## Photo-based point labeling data
· · · · · · ·
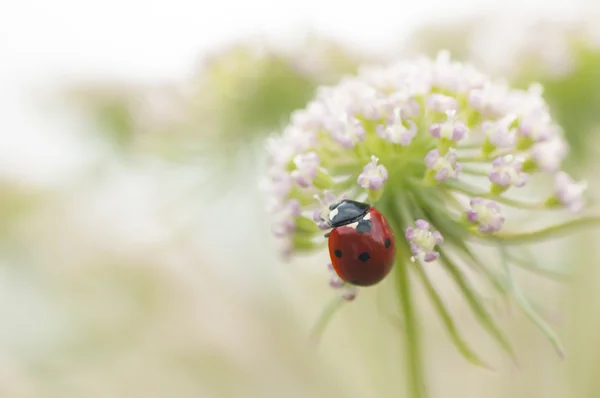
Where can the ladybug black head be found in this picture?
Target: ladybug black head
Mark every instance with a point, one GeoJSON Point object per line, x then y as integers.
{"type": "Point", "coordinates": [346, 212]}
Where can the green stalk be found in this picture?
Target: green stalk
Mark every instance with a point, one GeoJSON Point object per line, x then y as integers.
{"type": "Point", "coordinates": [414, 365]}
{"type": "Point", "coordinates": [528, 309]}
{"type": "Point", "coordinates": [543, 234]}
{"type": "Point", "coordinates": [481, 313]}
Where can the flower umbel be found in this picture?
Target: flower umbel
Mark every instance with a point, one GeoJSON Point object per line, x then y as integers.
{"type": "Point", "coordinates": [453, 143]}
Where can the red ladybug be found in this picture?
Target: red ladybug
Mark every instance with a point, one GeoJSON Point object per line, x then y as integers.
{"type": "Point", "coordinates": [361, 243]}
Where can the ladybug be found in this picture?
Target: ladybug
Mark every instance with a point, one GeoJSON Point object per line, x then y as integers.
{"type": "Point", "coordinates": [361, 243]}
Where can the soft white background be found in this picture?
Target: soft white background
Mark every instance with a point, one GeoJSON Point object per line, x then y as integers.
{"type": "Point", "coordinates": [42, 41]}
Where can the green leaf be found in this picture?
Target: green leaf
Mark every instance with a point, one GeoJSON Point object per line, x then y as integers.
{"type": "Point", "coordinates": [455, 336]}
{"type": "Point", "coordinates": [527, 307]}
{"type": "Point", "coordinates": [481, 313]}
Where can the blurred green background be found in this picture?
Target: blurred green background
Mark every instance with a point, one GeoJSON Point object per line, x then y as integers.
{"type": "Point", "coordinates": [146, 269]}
· · · · · · ·
## Written task
Lay out the rows from the line containing "Where can the green leaf" through the last line of the rows as a numbered list, leaving out any blank lines.

## Answer for this exercise
1. Where can the green leaf be found in this picture?
2. Target: green leaf
3. Mark every instance with a point, one GeoJSON Point object per line, x then y as integers.
4. {"type": "Point", "coordinates": [455, 336]}
5. {"type": "Point", "coordinates": [527, 307]}
6. {"type": "Point", "coordinates": [481, 313]}
7. Where can the blurred green background be found in this picture?
8. Target: blurred green background
9. Mark every instance with a point, one GeoJSON Point object per line, x then y as integers.
10. {"type": "Point", "coordinates": [146, 269]}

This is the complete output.